Recopiez à l'identique le passage de l'article sur les antibiotiques compris entre « Par Mathias Germain » et « consommation en cinq ans. », bornes incluses.

#### Texte source ####

Le ministère sonne l’alerte sur les antibiotiques

Par Mathias Germain

Pour éviter que les bactéries résistent aux antibiotiques, le ministère de la Santé souhaite réduire d’un quart leur consommation en cinq ans.

Encore un effort avec les antibiotiques ! Le ministère de la Santé a décidé de mobiliser à nouveau la population et les professions de santé sur le bon usage de ces médicaments. Grâce au troisième plan national, les autorités sanitaires espèrent faire baisser leur consommation de 25 % en cinq ans. Quels sont les enjeux ? La consommation des antibiotiques a baissé de 16 % en France en dix ans. Mais le pays est toujours l'un des plus gros consommateurs d'Europe derrière la Grèce. Le mouvement de baisse sur dix ans a surtout été sensible pendant les cinq premières années. Une « légère tendance à la reprise » de la consommation est même apparue depuis 2005, notamment en 2009, l'année de la grippe H1N1, bien que la grippe ne se traite pas par des antibiotiques. La consommation progresse avec l'âge et diffère selon le sexe et la région. Les femmes – du moins jusqu'à l'âge de 64 ans – prennent davantage d'antibiotiques que les hommes et le niveau de consommation est plus élevé dans le nord de la France. Et il y a encore beaucoup de mésusage de ces produits, rappelle le Pr Benoît Schlemmer, le président du Comité national de suivi du Plan Antibiotiques. , « 70% des bronchites chez les adultes, expliquet-il, sont traitées par antibiothérapie en France contre 40% en Allemagne ».

#### Données de l'exercice ####

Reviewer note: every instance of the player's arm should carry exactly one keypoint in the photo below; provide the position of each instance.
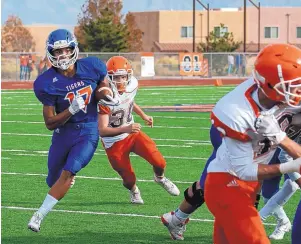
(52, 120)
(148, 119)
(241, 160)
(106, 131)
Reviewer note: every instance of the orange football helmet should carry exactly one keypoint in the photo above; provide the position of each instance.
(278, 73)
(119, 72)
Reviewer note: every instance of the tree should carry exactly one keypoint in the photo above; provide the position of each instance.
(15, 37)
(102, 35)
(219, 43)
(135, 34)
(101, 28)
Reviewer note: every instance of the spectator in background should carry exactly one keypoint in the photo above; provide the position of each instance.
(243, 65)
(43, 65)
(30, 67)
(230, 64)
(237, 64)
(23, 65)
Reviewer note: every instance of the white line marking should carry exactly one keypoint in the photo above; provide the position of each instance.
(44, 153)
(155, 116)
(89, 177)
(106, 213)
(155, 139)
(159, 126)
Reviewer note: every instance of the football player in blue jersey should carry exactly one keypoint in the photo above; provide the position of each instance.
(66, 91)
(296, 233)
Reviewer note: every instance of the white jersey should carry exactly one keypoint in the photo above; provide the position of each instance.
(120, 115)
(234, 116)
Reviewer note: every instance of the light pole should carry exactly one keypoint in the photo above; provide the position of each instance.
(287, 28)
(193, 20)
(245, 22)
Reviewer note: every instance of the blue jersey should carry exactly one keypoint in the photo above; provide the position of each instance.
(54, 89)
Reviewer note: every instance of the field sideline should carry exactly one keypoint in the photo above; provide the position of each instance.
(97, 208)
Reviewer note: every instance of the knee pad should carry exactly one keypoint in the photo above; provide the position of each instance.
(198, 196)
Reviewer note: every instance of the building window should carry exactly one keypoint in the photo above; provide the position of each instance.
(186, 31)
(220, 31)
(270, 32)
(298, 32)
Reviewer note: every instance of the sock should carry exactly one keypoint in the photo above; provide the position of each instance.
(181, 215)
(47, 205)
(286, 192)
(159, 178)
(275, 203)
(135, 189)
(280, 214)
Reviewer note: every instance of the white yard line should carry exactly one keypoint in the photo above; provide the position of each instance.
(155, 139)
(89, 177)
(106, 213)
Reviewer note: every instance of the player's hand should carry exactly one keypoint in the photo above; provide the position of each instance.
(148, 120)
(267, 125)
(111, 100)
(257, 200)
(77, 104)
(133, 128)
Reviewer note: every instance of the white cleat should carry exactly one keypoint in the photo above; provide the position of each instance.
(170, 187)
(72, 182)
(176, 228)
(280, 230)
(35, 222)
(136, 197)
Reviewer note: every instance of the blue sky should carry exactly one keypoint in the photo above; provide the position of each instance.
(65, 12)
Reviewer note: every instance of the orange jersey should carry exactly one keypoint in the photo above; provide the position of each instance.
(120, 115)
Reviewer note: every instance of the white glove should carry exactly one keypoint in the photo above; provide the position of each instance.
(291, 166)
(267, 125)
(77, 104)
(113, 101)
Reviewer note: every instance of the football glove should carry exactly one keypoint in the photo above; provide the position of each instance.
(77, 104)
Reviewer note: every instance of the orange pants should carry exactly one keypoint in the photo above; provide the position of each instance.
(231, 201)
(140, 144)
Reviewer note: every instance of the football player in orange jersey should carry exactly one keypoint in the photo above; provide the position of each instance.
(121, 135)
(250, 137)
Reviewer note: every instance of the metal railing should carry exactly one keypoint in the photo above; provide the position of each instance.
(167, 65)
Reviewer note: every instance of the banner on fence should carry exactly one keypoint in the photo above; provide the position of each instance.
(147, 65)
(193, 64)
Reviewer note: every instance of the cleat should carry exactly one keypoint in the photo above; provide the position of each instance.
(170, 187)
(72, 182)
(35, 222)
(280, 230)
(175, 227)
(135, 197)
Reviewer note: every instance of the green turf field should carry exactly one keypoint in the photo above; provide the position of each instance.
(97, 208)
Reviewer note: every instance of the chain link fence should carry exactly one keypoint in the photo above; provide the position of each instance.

####

:: Corrigé ::
Par Mathias Germain

Pour éviter que les bactéries résistent aux antibiotiques, le ministère de la Santé souhaite réduire d’un quart leur consommation en cinq ans.